Work task ->
The lines below, all of them, should be returned exactly as they appear.

Data to use ->
#####

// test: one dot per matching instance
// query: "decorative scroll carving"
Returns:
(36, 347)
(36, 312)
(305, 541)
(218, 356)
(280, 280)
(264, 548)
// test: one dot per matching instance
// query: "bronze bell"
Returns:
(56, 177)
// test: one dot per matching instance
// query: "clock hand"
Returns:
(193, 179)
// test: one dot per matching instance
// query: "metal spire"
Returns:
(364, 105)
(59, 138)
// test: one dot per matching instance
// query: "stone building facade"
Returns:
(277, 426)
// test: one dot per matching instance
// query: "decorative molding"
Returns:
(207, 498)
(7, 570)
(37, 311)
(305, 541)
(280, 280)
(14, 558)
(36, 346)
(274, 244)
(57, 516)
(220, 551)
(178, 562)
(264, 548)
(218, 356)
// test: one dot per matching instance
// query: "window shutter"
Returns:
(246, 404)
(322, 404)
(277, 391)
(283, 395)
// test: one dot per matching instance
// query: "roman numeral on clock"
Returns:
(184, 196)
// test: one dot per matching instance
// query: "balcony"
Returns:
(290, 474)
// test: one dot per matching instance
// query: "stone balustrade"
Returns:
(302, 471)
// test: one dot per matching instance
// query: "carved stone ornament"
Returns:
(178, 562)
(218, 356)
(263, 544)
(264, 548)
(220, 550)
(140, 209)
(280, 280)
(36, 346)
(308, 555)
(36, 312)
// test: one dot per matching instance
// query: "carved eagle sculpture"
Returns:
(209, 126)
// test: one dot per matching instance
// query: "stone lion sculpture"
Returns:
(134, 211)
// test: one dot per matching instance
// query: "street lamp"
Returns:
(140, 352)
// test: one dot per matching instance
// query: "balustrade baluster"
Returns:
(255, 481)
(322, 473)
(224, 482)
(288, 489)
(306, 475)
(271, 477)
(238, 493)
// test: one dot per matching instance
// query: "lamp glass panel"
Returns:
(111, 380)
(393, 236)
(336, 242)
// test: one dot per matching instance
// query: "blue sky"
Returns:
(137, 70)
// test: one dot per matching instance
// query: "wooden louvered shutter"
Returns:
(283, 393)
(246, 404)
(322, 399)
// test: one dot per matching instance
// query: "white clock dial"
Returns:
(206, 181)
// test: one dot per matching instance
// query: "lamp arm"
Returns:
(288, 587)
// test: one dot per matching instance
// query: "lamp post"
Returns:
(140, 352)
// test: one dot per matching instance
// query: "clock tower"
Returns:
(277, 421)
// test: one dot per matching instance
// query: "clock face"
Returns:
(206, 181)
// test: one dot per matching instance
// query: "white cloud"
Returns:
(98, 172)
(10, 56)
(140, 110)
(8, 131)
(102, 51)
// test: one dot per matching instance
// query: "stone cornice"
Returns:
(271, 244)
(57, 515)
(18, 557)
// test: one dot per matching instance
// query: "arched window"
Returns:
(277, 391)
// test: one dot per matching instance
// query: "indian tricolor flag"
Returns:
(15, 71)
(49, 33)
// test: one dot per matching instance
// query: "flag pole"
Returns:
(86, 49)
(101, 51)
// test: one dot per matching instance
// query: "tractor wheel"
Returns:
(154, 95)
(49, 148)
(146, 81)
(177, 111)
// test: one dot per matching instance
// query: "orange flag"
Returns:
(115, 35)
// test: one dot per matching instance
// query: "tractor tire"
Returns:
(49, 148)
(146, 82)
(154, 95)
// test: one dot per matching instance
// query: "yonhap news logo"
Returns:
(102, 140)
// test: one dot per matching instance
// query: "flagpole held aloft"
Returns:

#####

Expected output ->
// test: one dot per matching instance
// query: "decorative scroll carving"
Returns:
(36, 347)
(36, 312)
(305, 541)
(218, 356)
(280, 280)
(264, 548)
// test: one dot per matching instance
// query: "bronze bell"
Returns:
(56, 177)
// test: one dot per matching instance
// query: "clock hand"
Returns:
(193, 179)
// test: one dot per matching instance
// query: "metal spire"
Returns:
(364, 105)
(59, 138)
// test: one dot per matching instance
// query: "stone building facade"
Returns:
(277, 426)
// test: one dot per matching instance
// query: "decorative molding"
Returns:
(207, 498)
(7, 570)
(37, 311)
(305, 541)
(280, 280)
(14, 558)
(36, 346)
(274, 244)
(57, 516)
(220, 551)
(178, 562)
(264, 548)
(218, 356)
// test: one dot per matching instance
// query: "window shutter"
Returns:
(246, 404)
(322, 404)
(277, 391)
(283, 395)
// test: one dot per matching instance
// query: "roman numeral on clock"
Returns:
(184, 196)
// test: one dot per matching instance
// query: "balcony"
Returns:
(290, 474)
// test: one dot per matching instance
// query: "stone balustrade"
Returns:
(302, 471)
// test: one dot per matching instance
// query: "carved stone ornament"
Returns:
(178, 562)
(218, 356)
(263, 544)
(264, 548)
(220, 550)
(140, 209)
(280, 280)
(36, 346)
(308, 555)
(36, 312)
// test: one dot per matching instance
// query: "carved eagle sculpture"
Returns:
(209, 126)
// test: one dot per matching instance
// query: "stone lion sculpture"
Returns:
(134, 211)
// test: one dot per matching instance
// query: "street lamp"
Returns:
(140, 352)
// test: one dot per matching instance
// query: "balustrade baluster"
Returns:
(255, 481)
(322, 473)
(224, 482)
(288, 489)
(306, 475)
(271, 477)
(238, 493)
// test: one dot per matching instance
// query: "lamp glass panel"
Returns:
(111, 380)
(393, 236)
(336, 242)
// test: one dot per matching instance
// query: "blue sky"
Returns:
(137, 70)
// test: one dot per matching instance
// query: "wooden louvered shutter"
Returns:
(283, 393)
(246, 404)
(322, 399)
// test: one dot per matching instance
// query: "white clock dial"
Returns:
(206, 181)
// test: one dot per matching instance
// query: "lamp arm"
Returns:
(288, 587)
// test: one dot per matching instance
// query: "lamp post"
Returns:
(140, 352)
// test: one dot per matching instance
// query: "clock tower"
Returns:
(277, 421)
// test: one dot per matching instance
// query: "clock face"
Returns:
(206, 181)
// test: one dot per matching instance
// query: "white cloud"
Returns:
(98, 172)
(10, 56)
(140, 110)
(8, 131)
(102, 51)
// test: one dot per matching instance
// query: "stone cornice"
Returns:
(271, 244)
(57, 515)
(18, 557)
// test: one dot per matching instance
// query: "arched window"
Returns:
(277, 391)
// test: one dot per matching instance
// query: "indian tricolor flag"
Returns:
(15, 71)
(49, 33)
// test: one dot per matching instance
// query: "flag pole"
Returns:
(86, 49)
(101, 51)
// test: one dot per matching instance
// query: "tractor wheel"
Returns:
(154, 95)
(49, 148)
(146, 81)
(177, 111)
// test: one dot per matching instance
// query: "orange flag"
Returns:
(115, 35)
// test: one dot per matching instance
// query: "tractor tire"
Returns:
(49, 148)
(146, 82)
(154, 95)
// test: one dot per matching instance
// query: "yonhap news logo"
Returns:
(102, 140)
// test: one dot per matching instance
// query: "flagpole held aloft"
Returns:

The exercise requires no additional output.